>>>
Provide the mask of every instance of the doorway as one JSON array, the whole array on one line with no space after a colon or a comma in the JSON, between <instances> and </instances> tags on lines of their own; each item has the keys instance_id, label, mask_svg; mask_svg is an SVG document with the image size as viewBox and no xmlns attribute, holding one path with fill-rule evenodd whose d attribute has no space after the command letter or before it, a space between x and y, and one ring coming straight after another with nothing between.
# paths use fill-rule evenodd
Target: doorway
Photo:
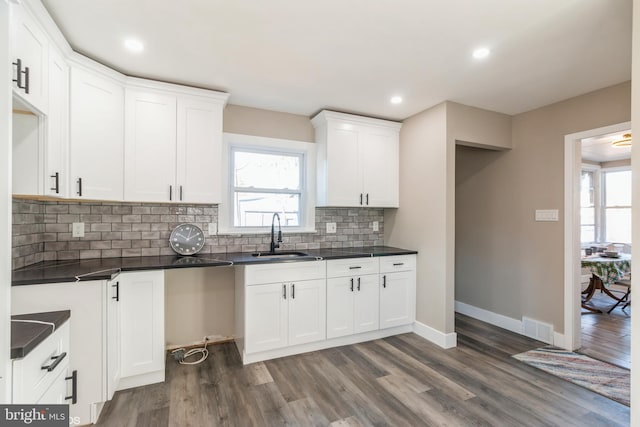
<instances>
[{"instance_id":1,"label":"doorway","mask_svg":"<svg viewBox=\"0 0 640 427\"><path fill-rule=\"evenodd\" d=\"M589 239L587 236L593 235L595 242L602 243L606 239L606 234L602 230L606 229L606 219L603 212L606 208L597 212L594 208L594 221L581 222L581 190L583 183L583 145L593 147L610 143L606 142L607 137L614 138L622 135L631 129L631 123L625 122L617 125L606 126L584 132L578 132L565 136L565 209L564 209L564 244L565 244L565 277L564 277L564 343L562 347L569 350L577 350L582 346L582 310L581 292L583 290L583 270L582 258L585 255L581 242ZM589 149L587 150L589 151ZM595 150L597 151L597 150ZM587 157L589 157L588 155ZM588 160L588 159L585 159ZM595 162L592 163L603 163ZM606 163L606 162L605 162ZM602 169L601 165L593 165L593 169ZM598 166L596 168L595 166ZM588 168L587 168L588 169ZM611 168L613 170L613 168ZM600 179L600 178L599 178ZM586 216L586 215L585 215ZM595 218L599 216L599 220ZM602 222L604 221L604 222ZM598 224L596 224L598 222ZM617 243L617 242L608 242ZM612 304L615 303L611 300ZM594 301L595 302L595 301ZM604 314L607 315L607 314Z\"/></svg>"}]
</instances>

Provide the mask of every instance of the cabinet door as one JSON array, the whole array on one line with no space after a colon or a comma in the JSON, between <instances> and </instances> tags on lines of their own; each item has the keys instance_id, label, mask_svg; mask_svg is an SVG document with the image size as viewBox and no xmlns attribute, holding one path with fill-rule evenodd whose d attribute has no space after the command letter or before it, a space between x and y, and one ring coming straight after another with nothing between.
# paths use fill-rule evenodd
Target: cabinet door
<instances>
[{"instance_id":1,"label":"cabinet door","mask_svg":"<svg viewBox=\"0 0 640 427\"><path fill-rule=\"evenodd\" d=\"M11 62L13 79L17 79L17 66L15 62L22 62L22 69L29 68L28 76L24 73L20 76L26 89L18 88L16 82L12 82L13 92L27 101L43 113L47 112L47 56L49 42L44 31L38 26L24 7L11 5Z\"/></svg>"},{"instance_id":2,"label":"cabinet door","mask_svg":"<svg viewBox=\"0 0 640 427\"><path fill-rule=\"evenodd\" d=\"M176 98L132 89L125 97L125 200L178 200Z\"/></svg>"},{"instance_id":3,"label":"cabinet door","mask_svg":"<svg viewBox=\"0 0 640 427\"><path fill-rule=\"evenodd\" d=\"M245 351L255 353L285 347L288 335L286 284L252 285L246 288Z\"/></svg>"},{"instance_id":4,"label":"cabinet door","mask_svg":"<svg viewBox=\"0 0 640 427\"><path fill-rule=\"evenodd\" d=\"M402 271L381 276L380 328L413 323L416 316L416 272Z\"/></svg>"},{"instance_id":5,"label":"cabinet door","mask_svg":"<svg viewBox=\"0 0 640 427\"><path fill-rule=\"evenodd\" d=\"M121 376L120 281L107 282L107 400L118 389Z\"/></svg>"},{"instance_id":6,"label":"cabinet door","mask_svg":"<svg viewBox=\"0 0 640 427\"><path fill-rule=\"evenodd\" d=\"M359 132L331 125L327 144L327 205L360 206L362 172L358 160Z\"/></svg>"},{"instance_id":7,"label":"cabinet door","mask_svg":"<svg viewBox=\"0 0 640 427\"><path fill-rule=\"evenodd\" d=\"M379 276L360 276L356 279L355 299L353 305L353 332L375 331L379 328L380 316L378 291Z\"/></svg>"},{"instance_id":8,"label":"cabinet door","mask_svg":"<svg viewBox=\"0 0 640 427\"><path fill-rule=\"evenodd\" d=\"M66 370L60 372L58 378L54 380L53 384L49 386L47 391L44 392L44 394L40 397L40 399L38 399L38 402L36 403L38 405L62 405L65 403L70 403L65 399L65 397L71 395L71 393L67 391L67 381L65 380L66 375Z\"/></svg>"},{"instance_id":9,"label":"cabinet door","mask_svg":"<svg viewBox=\"0 0 640 427\"><path fill-rule=\"evenodd\" d=\"M351 281L354 281L353 288ZM327 279L327 338L353 334L355 278Z\"/></svg>"},{"instance_id":10,"label":"cabinet door","mask_svg":"<svg viewBox=\"0 0 640 427\"><path fill-rule=\"evenodd\" d=\"M325 280L295 282L289 290L289 345L324 340L327 318Z\"/></svg>"},{"instance_id":11,"label":"cabinet door","mask_svg":"<svg viewBox=\"0 0 640 427\"><path fill-rule=\"evenodd\" d=\"M164 371L164 272L123 273L122 378Z\"/></svg>"},{"instance_id":12,"label":"cabinet door","mask_svg":"<svg viewBox=\"0 0 640 427\"><path fill-rule=\"evenodd\" d=\"M49 51L49 114L45 143L44 194L67 197L69 144L69 67L56 50Z\"/></svg>"},{"instance_id":13,"label":"cabinet door","mask_svg":"<svg viewBox=\"0 0 640 427\"><path fill-rule=\"evenodd\" d=\"M398 133L386 129L366 129L361 134L365 204L373 207L399 205Z\"/></svg>"},{"instance_id":14,"label":"cabinet door","mask_svg":"<svg viewBox=\"0 0 640 427\"><path fill-rule=\"evenodd\" d=\"M178 99L178 200L220 203L222 105Z\"/></svg>"},{"instance_id":15,"label":"cabinet door","mask_svg":"<svg viewBox=\"0 0 640 427\"><path fill-rule=\"evenodd\" d=\"M124 90L96 74L71 70L70 197L122 200Z\"/></svg>"}]
</instances>

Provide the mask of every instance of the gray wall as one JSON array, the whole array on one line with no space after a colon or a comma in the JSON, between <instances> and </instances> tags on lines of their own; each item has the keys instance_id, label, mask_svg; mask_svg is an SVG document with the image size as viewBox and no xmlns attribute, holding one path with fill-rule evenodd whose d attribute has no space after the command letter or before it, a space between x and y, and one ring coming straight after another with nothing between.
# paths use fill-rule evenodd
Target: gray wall
<instances>
[{"instance_id":1,"label":"gray wall","mask_svg":"<svg viewBox=\"0 0 640 427\"><path fill-rule=\"evenodd\" d=\"M258 108L227 105L224 109L225 132L268 138L315 142L309 117Z\"/></svg>"},{"instance_id":2,"label":"gray wall","mask_svg":"<svg viewBox=\"0 0 640 427\"><path fill-rule=\"evenodd\" d=\"M456 300L563 332L564 136L630 120L629 82L513 117L513 149L458 149Z\"/></svg>"}]
</instances>

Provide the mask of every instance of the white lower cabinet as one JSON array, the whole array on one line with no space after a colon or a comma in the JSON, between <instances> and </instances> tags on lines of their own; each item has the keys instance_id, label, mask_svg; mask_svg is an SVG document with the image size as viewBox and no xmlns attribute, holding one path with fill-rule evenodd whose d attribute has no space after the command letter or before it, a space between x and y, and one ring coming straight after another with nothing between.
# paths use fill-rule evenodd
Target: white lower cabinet
<instances>
[{"instance_id":1,"label":"white lower cabinet","mask_svg":"<svg viewBox=\"0 0 640 427\"><path fill-rule=\"evenodd\" d=\"M13 361L13 403L66 403L69 321L28 355Z\"/></svg>"},{"instance_id":2,"label":"white lower cabinet","mask_svg":"<svg viewBox=\"0 0 640 427\"><path fill-rule=\"evenodd\" d=\"M378 275L327 279L327 338L378 329Z\"/></svg>"},{"instance_id":3,"label":"white lower cabinet","mask_svg":"<svg viewBox=\"0 0 640 427\"><path fill-rule=\"evenodd\" d=\"M112 281L14 286L11 310L12 314L71 310L71 319L65 325L68 354L73 358L66 356L60 363L64 372L60 371L59 378L66 380L76 371L77 401L70 405L70 416L80 424L95 423L102 404L116 390L164 380L161 270L121 273ZM60 369L56 369L57 375ZM26 402L58 403L63 393L72 395L72 380L65 382L64 392L62 383L56 383L45 394L36 393L42 397L28 397ZM20 399L20 393L14 396Z\"/></svg>"},{"instance_id":4,"label":"white lower cabinet","mask_svg":"<svg viewBox=\"0 0 640 427\"><path fill-rule=\"evenodd\" d=\"M416 317L415 255L380 261L380 328L411 324Z\"/></svg>"},{"instance_id":5,"label":"white lower cabinet","mask_svg":"<svg viewBox=\"0 0 640 427\"><path fill-rule=\"evenodd\" d=\"M325 306L323 279L248 286L246 351L325 339Z\"/></svg>"},{"instance_id":6,"label":"white lower cabinet","mask_svg":"<svg viewBox=\"0 0 640 427\"><path fill-rule=\"evenodd\" d=\"M122 273L118 390L164 381L164 271Z\"/></svg>"},{"instance_id":7,"label":"white lower cabinet","mask_svg":"<svg viewBox=\"0 0 640 427\"><path fill-rule=\"evenodd\" d=\"M326 338L324 261L236 269L236 345L240 354Z\"/></svg>"}]
</instances>

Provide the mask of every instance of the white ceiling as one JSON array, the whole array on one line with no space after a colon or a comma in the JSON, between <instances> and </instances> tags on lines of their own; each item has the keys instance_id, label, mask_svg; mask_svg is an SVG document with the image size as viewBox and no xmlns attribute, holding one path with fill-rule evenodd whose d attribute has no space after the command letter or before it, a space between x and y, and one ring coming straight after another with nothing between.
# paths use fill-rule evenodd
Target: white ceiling
<instances>
[{"instance_id":1,"label":"white ceiling","mask_svg":"<svg viewBox=\"0 0 640 427\"><path fill-rule=\"evenodd\" d=\"M582 142L582 159L591 162L612 162L631 158L631 147L614 147L613 141L622 139L622 135L631 133L631 129L608 135L585 138Z\"/></svg>"},{"instance_id":2,"label":"white ceiling","mask_svg":"<svg viewBox=\"0 0 640 427\"><path fill-rule=\"evenodd\" d=\"M305 115L404 119L444 100L516 114L631 78L631 0L43 3L76 51L125 74Z\"/></svg>"}]
</instances>

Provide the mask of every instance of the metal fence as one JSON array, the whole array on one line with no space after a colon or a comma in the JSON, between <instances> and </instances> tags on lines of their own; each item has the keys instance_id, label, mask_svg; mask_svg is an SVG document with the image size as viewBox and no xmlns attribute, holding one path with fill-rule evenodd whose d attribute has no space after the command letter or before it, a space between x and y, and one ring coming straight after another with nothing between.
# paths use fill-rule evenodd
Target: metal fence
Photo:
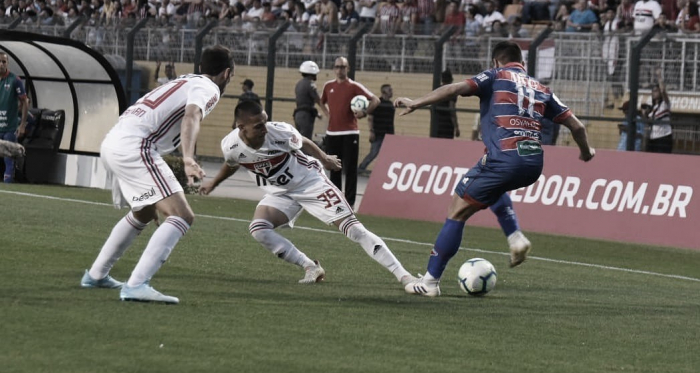
<instances>
[{"instance_id":1,"label":"metal fence","mask_svg":"<svg viewBox=\"0 0 700 373\"><path fill-rule=\"evenodd\" d=\"M53 36L63 36L69 27L14 26L15 30ZM0 24L0 29L6 27L7 23ZM125 56L126 35L132 27L129 23L112 27L86 23L73 30L70 37L105 55ZM204 44L228 46L237 65L268 66L268 44L275 27L215 27L205 36ZM193 25L174 27L152 22L136 33L134 59L194 62L198 32ZM322 69L330 69L337 56L348 54L351 37L314 28L301 29L292 24L276 43L274 66L296 68L302 61L312 59ZM450 68L455 74L472 75L490 67L492 46L505 40L489 35L456 35L446 42L442 58L437 59L438 37L365 34L357 44L356 71L432 74L435 62L441 60L441 70ZM515 40L524 50L532 42L532 39ZM548 84L580 117L605 120L605 110L619 103L629 87L630 50L638 40L638 36L629 34L552 32L538 46L537 68L531 74ZM659 34L642 51L639 86L648 89L654 77L661 74L669 91L697 94L699 64L700 36ZM611 121L611 128L614 124ZM700 137L697 125L674 126L677 143L685 144L683 152L697 151L695 144ZM561 139L567 141L567 134Z\"/></svg>"}]
</instances>

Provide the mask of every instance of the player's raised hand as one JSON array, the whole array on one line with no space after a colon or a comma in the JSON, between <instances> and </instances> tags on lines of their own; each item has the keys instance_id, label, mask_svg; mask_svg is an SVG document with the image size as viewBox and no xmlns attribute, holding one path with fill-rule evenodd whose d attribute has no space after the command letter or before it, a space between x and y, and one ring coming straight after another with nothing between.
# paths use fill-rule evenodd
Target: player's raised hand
<<<
Please copy each line of the material that has the string "hand" somewhere in it.

**Written answer:**
Provide the mask of every instance of the player's raised hand as one JSON array, the whole array on one line with no space after a colon or a comma in the JSON, between <instances> and </instances> tags on lines of their own; each item has the keys instance_id, label, mask_svg; mask_svg is an SVG document with the image size as viewBox and no xmlns attribute, holding one path with fill-rule evenodd whose d attribute has no space after the command letter or before it, a space between x and y, and one ring coming straight after another with nothing between.
Target: player's raised hand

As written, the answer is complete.